[Task to carry out]
Copy all of the material below, including the requests, and offset every x and y coordinate in the answers by adding 51. Leave the pictures out.

[Dataset entries]
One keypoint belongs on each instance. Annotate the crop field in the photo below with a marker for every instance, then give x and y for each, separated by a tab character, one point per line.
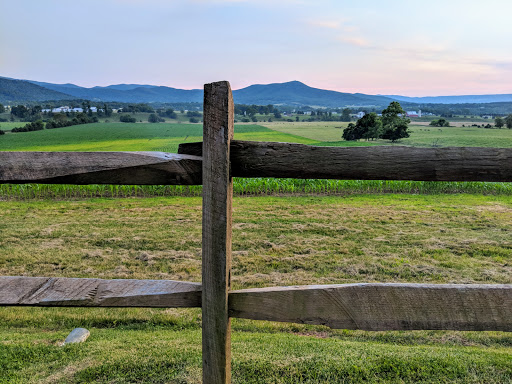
276	241
421	135
166	137
163	137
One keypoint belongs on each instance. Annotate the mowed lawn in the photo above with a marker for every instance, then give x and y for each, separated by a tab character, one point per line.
276	241
164	137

[Solution below]
One keypoint belongs on each instance. Annotate the crop field in the photo below with a marker for every instance, then give x and y for each, separated by a tab character, one point per line.
327	292
472	186
217	188
214	188
One keypoint belongs on each instance. Annotate the mowed lawn in the photo above with a marker for every instance, then give x and y for each, separated by a tab character, one point per line.
327	292
215	188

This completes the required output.